All of the records should come back exactly as written.

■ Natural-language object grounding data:

=======

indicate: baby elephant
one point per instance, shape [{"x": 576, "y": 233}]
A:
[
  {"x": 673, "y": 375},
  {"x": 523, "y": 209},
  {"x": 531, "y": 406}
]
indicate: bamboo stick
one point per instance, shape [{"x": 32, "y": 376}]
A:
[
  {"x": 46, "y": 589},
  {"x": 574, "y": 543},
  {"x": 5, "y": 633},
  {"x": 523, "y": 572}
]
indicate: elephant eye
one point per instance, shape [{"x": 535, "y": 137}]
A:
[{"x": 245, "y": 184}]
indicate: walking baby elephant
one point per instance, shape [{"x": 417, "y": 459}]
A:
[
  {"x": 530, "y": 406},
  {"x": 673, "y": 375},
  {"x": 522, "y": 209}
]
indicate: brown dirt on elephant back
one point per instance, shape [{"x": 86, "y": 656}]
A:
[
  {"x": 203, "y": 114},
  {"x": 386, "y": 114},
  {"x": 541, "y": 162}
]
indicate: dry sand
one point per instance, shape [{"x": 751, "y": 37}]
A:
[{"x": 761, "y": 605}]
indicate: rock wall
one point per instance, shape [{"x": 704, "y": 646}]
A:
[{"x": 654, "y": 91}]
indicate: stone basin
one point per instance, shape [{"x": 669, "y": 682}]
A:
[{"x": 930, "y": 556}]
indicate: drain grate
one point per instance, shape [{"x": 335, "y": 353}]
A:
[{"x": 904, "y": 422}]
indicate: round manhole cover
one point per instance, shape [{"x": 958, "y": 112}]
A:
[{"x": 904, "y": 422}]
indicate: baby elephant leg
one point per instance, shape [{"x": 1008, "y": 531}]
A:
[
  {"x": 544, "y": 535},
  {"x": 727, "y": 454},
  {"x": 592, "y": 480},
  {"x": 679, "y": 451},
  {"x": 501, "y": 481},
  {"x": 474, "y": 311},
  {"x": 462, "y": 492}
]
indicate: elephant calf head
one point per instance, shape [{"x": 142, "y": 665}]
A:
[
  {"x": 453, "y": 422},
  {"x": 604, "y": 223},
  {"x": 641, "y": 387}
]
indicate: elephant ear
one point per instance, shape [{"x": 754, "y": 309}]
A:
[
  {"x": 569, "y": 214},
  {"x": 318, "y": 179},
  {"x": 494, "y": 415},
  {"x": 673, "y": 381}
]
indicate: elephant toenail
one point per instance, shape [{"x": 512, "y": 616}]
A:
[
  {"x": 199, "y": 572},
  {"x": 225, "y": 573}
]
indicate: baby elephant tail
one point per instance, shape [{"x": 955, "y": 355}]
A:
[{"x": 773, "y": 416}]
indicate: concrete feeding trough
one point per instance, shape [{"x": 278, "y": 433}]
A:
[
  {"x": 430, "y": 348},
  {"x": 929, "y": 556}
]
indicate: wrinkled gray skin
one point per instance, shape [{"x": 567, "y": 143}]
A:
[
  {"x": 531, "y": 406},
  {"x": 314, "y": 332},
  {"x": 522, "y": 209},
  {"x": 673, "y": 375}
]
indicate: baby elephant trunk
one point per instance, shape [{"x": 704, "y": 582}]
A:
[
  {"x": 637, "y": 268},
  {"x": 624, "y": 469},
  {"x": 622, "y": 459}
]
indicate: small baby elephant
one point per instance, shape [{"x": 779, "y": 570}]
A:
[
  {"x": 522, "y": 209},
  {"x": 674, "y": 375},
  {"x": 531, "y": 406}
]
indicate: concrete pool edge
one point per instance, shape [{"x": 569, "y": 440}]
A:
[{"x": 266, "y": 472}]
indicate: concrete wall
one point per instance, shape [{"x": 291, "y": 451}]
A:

=======

■ EXERCISE SOLUTION:
indicate: baby elephant
one point per instance, shape [{"x": 576, "y": 233}]
A:
[
  {"x": 673, "y": 375},
  {"x": 523, "y": 209},
  {"x": 531, "y": 406}
]
indicate: bamboo stick
one point per instance, shape [{"x": 32, "y": 376}]
A:
[
  {"x": 46, "y": 589},
  {"x": 574, "y": 543},
  {"x": 5, "y": 633},
  {"x": 523, "y": 572}
]
indicate: elephant eye
one point per instance, shape [{"x": 535, "y": 137}]
A:
[{"x": 245, "y": 184}]
indicate: walking baby elephant
one point per instance, shape [{"x": 417, "y": 459}]
A:
[
  {"x": 530, "y": 406},
  {"x": 673, "y": 375},
  {"x": 522, "y": 209}
]
indicate: brown dirt on elephant back
one point per instance, shape [{"x": 86, "y": 656}]
A:
[
  {"x": 203, "y": 114},
  {"x": 386, "y": 114},
  {"x": 541, "y": 162}
]
indicate: dry sand
one point per instance, shape [{"x": 751, "y": 37}]
A:
[{"x": 761, "y": 605}]
indicate: rock wall
one point per instance, shape [{"x": 704, "y": 646}]
A:
[{"x": 654, "y": 91}]
indicate: stone basin
one point per instance, shape [{"x": 669, "y": 682}]
A:
[{"x": 930, "y": 556}]
indicate: drain grate
one point per instance, shape [{"x": 335, "y": 353}]
A:
[{"x": 904, "y": 422}]
indicate: round manhole cover
one point per instance, shape [{"x": 958, "y": 112}]
A:
[{"x": 904, "y": 422}]
indicate: baby elephant leg
one point per instance, shape [{"x": 1008, "y": 531}]
A:
[
  {"x": 544, "y": 535},
  {"x": 727, "y": 454},
  {"x": 592, "y": 480},
  {"x": 679, "y": 451},
  {"x": 501, "y": 481},
  {"x": 474, "y": 311},
  {"x": 462, "y": 492}
]
indicate: elephant calf head
one point per instance, shape [{"x": 142, "y": 665}]
A:
[
  {"x": 453, "y": 422},
  {"x": 604, "y": 223},
  {"x": 641, "y": 387}
]
indicate: elephant ear
one point per instance, shape [{"x": 754, "y": 309}]
A:
[
  {"x": 569, "y": 214},
  {"x": 318, "y": 179},
  {"x": 494, "y": 415},
  {"x": 673, "y": 381}
]
indicate: elephant toenail
one point per instance, shape [{"x": 512, "y": 616}]
A:
[
  {"x": 199, "y": 572},
  {"x": 225, "y": 573}
]
indicate: baby elephant tail
one point per instance, shape [{"x": 955, "y": 355}]
A:
[{"x": 773, "y": 416}]
indicate: concrete feeding trough
one point per instance, shape [{"x": 278, "y": 433}]
A:
[
  {"x": 430, "y": 348},
  {"x": 929, "y": 556}
]
indicate: wrinkled gray skin
one point per instance, shape [{"x": 567, "y": 143}]
A:
[
  {"x": 531, "y": 406},
  {"x": 314, "y": 332},
  {"x": 522, "y": 209},
  {"x": 673, "y": 375}
]
indicate: baby elephant trunk
one point per instance, shape [{"x": 704, "y": 582}]
A:
[
  {"x": 637, "y": 268},
  {"x": 624, "y": 469},
  {"x": 622, "y": 459}
]
indicate: small baby elephant
one point per instance, shape [{"x": 779, "y": 570}]
A:
[
  {"x": 522, "y": 209},
  {"x": 674, "y": 375},
  {"x": 531, "y": 406}
]
indicate: concrete pool edge
one point per instance, shape [{"x": 569, "y": 440}]
A:
[{"x": 266, "y": 472}]
indicate: concrete wall
one point per instance, shape [{"x": 291, "y": 451}]
A:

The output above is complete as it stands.